**Task list**
• a. According to the text about Shearwater, how long did Jonathan Meiburg and Danny Reisch spend crafting Jet Plane and Oxbow?
• b. In the Shearwater text, switch "Los Angeles" to "Seattle" and write out the passage that begins at the words "This is definitely" and stops after "and Jenn Wasner.".

Shearwater

Jet Plane and Oxbow, Shearwater’s second original full-length for Sub Pop, is their career-defining album—the leap forward those of us who’ve been watching them for years have always believed they would make. Lush, powerful, and grand, with a confident edge heard more often in their live shows than on record, it feels like the musical statement they’ve been working toward through five albums and a decade on the road. It’s an album that captures the light and darkness of our time through the lens of one of our most unique and, for a growing number of ardent fans, treasured bands.

This is definitely Shearwater’s loudest record; it’s easy to imagine these songs roaring from the stage.  But it’s also, strangely, their most intricate and beautiful one. Front man Jonathan Meiburg and producer/engineer Danny Reisch (who also recorded 2012’s Animal Joy and the off-the-cuff collaborations of 2014’s Fellow Travelers) spent two years crafting Jet Plane and Oxbow in studios in Austin and Los Angeles, with help from drummer Cully Symington, longtime Shearwater associates Howard Draper and Lucas Oswald, and tourmates Abram Shook, Jesca Hoop and Jenn Wasner.

**Supplied information**
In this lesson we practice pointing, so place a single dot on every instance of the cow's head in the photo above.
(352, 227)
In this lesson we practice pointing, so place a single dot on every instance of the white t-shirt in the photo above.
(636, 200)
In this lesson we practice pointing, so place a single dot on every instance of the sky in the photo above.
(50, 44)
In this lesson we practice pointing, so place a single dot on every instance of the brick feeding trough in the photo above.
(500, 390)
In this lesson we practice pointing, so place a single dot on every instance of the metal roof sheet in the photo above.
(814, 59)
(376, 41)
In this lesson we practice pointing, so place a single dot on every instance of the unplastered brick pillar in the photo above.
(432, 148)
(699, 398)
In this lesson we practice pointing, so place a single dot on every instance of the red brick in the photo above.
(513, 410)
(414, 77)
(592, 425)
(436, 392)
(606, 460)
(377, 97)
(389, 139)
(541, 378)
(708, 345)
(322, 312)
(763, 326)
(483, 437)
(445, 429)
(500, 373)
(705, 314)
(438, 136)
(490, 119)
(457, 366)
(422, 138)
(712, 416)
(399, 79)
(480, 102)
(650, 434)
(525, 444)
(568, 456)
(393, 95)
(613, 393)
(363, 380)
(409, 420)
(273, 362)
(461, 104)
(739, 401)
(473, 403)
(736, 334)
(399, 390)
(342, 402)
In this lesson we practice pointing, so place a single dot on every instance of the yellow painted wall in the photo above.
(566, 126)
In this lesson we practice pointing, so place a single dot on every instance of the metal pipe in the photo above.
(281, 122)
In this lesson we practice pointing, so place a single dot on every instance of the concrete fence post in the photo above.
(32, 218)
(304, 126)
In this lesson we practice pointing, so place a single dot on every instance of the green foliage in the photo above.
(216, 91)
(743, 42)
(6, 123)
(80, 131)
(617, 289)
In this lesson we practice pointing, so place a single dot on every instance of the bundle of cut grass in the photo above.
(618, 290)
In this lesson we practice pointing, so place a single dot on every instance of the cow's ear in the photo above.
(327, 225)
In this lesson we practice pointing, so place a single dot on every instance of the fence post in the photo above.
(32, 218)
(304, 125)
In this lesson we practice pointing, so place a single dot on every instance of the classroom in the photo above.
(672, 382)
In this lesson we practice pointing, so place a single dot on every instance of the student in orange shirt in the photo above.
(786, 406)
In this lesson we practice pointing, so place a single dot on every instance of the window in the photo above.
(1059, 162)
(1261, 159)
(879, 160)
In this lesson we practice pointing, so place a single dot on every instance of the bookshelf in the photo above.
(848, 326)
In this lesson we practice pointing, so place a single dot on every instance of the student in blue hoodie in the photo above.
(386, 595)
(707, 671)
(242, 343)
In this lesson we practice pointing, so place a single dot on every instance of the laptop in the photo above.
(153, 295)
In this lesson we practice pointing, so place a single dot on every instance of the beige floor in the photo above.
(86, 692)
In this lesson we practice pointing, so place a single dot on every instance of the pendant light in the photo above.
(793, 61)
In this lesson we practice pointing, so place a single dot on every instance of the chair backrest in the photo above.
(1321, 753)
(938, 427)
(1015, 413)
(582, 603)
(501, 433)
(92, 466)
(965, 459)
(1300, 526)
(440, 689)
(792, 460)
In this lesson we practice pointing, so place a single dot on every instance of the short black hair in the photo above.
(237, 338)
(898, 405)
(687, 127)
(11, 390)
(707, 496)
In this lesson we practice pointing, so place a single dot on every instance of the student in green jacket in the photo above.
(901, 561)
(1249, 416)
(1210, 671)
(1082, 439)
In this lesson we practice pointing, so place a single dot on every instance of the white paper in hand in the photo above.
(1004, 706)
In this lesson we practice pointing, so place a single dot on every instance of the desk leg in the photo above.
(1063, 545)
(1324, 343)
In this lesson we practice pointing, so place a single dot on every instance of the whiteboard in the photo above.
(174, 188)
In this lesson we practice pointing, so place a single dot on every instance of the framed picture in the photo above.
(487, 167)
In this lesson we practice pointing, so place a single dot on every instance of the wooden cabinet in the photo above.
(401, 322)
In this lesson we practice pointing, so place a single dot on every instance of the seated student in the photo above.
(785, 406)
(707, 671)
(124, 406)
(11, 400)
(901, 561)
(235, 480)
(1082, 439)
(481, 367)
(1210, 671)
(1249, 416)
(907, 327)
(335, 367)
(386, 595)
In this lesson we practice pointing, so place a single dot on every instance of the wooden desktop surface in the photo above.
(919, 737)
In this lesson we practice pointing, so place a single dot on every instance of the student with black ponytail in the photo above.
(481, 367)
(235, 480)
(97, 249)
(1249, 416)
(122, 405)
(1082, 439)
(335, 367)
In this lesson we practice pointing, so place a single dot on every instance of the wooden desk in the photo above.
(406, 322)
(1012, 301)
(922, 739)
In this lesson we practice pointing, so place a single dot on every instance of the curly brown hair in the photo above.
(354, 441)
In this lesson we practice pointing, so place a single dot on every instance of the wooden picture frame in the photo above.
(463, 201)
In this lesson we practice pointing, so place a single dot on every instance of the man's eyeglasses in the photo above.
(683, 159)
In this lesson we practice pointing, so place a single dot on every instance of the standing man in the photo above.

**Exercise solutions**
• a. Two years.

• b.
This is definitely Shearwater’s loudest record; it’s easy to imagine these songs roaring from the stage.  But it’s also, strangely, their most intricate and beautiful one. Front man Jonathan Meiburg and producer/engineer Danny Reisch (who also recorded 2012’s Animal Joy and the off-the-cuff collaborations of 2014’s Fellow Travelers) spent two years crafting Jet Plane and Oxbow in studios in Austin and Seattle, with help from drummer Cully Symington, longtime Shearwater associates Howard Draper and Lucas Oswald, and tourmates Abram Shook, Jesca Hoop and Jenn Wasner.